Goal:
Exactly repeat the full listing that follows.

Given records:
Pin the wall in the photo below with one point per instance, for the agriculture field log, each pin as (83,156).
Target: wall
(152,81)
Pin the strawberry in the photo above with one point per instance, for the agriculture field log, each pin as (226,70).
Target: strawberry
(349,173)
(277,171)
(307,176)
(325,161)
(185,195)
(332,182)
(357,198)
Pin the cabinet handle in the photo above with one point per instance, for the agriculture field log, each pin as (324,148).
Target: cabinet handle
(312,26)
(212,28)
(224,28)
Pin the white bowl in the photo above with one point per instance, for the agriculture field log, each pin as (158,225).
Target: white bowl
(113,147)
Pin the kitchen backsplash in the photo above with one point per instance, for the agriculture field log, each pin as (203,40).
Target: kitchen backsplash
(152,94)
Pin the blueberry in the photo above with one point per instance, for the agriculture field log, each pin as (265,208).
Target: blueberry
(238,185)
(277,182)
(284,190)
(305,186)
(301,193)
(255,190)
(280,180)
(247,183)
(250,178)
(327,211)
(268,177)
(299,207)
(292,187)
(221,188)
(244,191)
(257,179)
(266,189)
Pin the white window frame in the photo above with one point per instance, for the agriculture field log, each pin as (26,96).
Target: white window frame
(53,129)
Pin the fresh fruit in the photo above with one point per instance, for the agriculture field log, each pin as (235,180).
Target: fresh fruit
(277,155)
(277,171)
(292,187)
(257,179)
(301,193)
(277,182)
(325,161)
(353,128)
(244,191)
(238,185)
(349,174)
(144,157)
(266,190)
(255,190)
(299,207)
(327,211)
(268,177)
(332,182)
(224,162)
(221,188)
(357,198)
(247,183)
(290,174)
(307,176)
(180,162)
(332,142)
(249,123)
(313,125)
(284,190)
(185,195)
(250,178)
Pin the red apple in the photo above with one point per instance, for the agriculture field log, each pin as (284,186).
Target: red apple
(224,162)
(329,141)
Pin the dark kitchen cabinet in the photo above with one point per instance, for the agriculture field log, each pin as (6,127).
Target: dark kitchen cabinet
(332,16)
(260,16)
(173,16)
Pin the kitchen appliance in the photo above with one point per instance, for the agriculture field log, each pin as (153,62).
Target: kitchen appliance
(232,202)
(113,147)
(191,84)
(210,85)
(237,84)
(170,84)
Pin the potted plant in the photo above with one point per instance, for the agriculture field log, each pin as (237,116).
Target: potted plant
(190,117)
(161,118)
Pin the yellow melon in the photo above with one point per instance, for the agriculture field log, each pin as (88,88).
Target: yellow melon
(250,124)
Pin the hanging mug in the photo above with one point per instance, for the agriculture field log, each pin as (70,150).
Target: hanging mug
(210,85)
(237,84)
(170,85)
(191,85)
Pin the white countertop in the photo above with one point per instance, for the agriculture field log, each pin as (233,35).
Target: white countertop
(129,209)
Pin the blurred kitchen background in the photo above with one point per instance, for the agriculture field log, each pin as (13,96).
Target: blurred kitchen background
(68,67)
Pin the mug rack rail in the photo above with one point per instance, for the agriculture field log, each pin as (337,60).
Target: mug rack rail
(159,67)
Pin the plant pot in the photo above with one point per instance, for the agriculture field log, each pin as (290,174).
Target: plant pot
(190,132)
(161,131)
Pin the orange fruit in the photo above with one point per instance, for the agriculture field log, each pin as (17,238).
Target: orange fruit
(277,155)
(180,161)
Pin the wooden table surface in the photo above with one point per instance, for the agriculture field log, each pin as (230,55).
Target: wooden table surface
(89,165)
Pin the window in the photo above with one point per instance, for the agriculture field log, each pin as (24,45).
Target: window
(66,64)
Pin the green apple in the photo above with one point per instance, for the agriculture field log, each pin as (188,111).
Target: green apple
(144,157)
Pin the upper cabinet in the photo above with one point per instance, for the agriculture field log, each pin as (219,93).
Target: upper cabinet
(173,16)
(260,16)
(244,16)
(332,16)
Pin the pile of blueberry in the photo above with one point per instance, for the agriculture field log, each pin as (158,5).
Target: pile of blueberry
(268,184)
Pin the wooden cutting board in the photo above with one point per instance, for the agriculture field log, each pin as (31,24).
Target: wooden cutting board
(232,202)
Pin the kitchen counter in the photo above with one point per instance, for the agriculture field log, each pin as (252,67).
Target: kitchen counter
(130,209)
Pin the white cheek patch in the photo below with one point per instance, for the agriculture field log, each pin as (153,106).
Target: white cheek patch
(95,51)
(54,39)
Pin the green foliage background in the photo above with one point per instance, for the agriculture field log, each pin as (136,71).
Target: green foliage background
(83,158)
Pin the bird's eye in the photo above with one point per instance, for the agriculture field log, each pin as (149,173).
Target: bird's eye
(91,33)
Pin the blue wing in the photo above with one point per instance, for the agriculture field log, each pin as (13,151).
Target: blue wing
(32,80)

Correct answer:
Pin the wall in the photo below with one point per instance, for the agriculture field log, each pin as (83,156).
Target: wall
(152,81)
Pin the strawberry in the photo above with one point per instance, for the agriculture field log, each pin as (226,70).
Target: strawberry
(349,173)
(277,171)
(307,176)
(325,161)
(185,195)
(332,182)
(357,198)
Pin the cabinet handle in the photo above with one point per instance, for the agriculture field log, each pin as (324,148).
Target: cabinet handle
(312,26)
(212,28)
(224,28)
Pin the white bowl in the photo above with one point per instance, for the agriculture field log, each pin as (158,225).
Target: white bowl
(113,147)
Pin the kitchen backsplash in the photo above with one point per instance, for the agriculture field log, each pin as (203,40).
Target: kitchen backsplash
(152,94)
Pin the blueberry in the photo above with one point per instance, for the agriculture field log, each pin as (265,208).
Target: blueberry
(238,185)
(277,182)
(284,190)
(305,186)
(301,193)
(255,190)
(280,180)
(247,183)
(250,178)
(327,211)
(268,177)
(299,207)
(292,187)
(221,188)
(244,191)
(257,179)
(266,189)
Pin the white window frame in the photo above with one point per instance, for the agriculture field log, each pin as (26,96).
Target: white window frame
(53,129)
Pin the fresh fruit in the photo above with one point per instance, for the agriculture field log, each pin as (235,180).
Target: fresh fruit
(277,155)
(277,171)
(292,187)
(257,179)
(301,193)
(277,182)
(325,161)
(353,128)
(244,191)
(238,185)
(349,174)
(144,157)
(266,190)
(255,190)
(299,207)
(327,211)
(268,177)
(332,182)
(224,162)
(221,188)
(357,198)
(247,183)
(290,174)
(307,176)
(180,162)
(332,142)
(249,123)
(313,125)
(284,190)
(185,195)
(250,178)
Pin the red apple in the photo above with one point per instance, for the agriculture field log, each pin as (284,186).
Target: red apple
(224,162)
(329,141)
Pin the dark kitchen cabinet in the photo above with one point per instance, for the agriculture field log, each pin as (6,127).
Target: dark kitchen cabinet
(332,16)
(260,16)
(173,16)
Pin the kitchen appliance in the photo above with one point per instance, for the agriculture field log, each pin as (153,62).
Target: kitchen appliance
(232,202)
(113,147)
(191,84)
(210,85)
(237,84)
(170,84)
Pin the potted plant in the photo above with one point per instance, for the agriculture field log, each pin as (237,116).
Target: potted plant
(190,117)
(161,118)
Pin the yellow melon in the photo above with one point per instance, for the agriculture field log, each pin as (88,88).
Target: yellow melon
(250,124)
Pin the hanging mug in the photo above with one point per instance, for the agriculture field log, each pin as (70,150).
Target: hanging mug
(210,85)
(237,84)
(170,85)
(191,85)
Pin the white countertop in the photo above with one point per instance, for the agriculture field log, each pin as (233,35).
Target: white countertop
(129,209)
Pin the blurred kitchen background in the photo above with one point per instance, for the agriculture field log, each pin as (13,96).
Target: blurred kitchen background
(68,67)
Pin the mug rack rail in the photo above with one point per instance, for the agriculture field log, each pin as (337,60).
Target: mug rack rail
(159,67)
Pin the plant pot in the photo above with one point per instance, for the agriculture field log, each pin as (290,174).
Target: plant pot
(190,132)
(161,131)
Pin the orange fruit in the photo above with one point per instance, for the agriculture field log, each pin as (17,238).
Target: orange fruit
(277,155)
(180,161)
Pin the wooden table surface in the photo above with one point per instance, for the agriculture field log, each pin as (230,55).
Target: wooden table surface
(89,165)
Pin the window in the photo above with one point per instance, for the agriculture field log, each pin as (24,45).
Target: window
(66,64)
Pin the green apple in the photo above with one point per instance, for the agriculture field log, each pin as (188,111).
Target: green apple
(144,157)
Pin the upper cabinet in the photo above with one point per instance, for the agriculture field log, each pin as (219,93).
Target: upper cabinet
(173,16)
(260,16)
(244,16)
(332,16)
Pin the pile of blueberry in the photo above with one point per instance, for the agriculture field log, each pin as (158,5).
Target: pile of blueberry
(268,184)
Pin the wooden cutting board in the photo above with one point per instance, for the agriculture field log, each pin as (31,24).
Target: wooden cutting board
(232,202)
Pin the kitchen counter in the photo above with one point per instance, for the agriculture field log, each pin as (252,67).
Target: kitchen counter
(130,209)
Pin the white cheek patch in the photo below with one point per instance, for the agriculture field log, each pin as (153,106).
Target: white cheek patch
(95,51)
(54,39)
Pin the green foliage background in the photo above with one point per instance, for the agriculture field log, each pin as (136,71).
Target: green foliage background
(83,158)
Pin the bird's eye in the photo above with one point per instance, for the agriculture field log, each pin as (149,173).
Target: bird's eye
(91,33)
Pin the blue wing in the photo above with one point per instance, for the agriculture field log, each pin as (13,151).
Target: blue wing
(32,80)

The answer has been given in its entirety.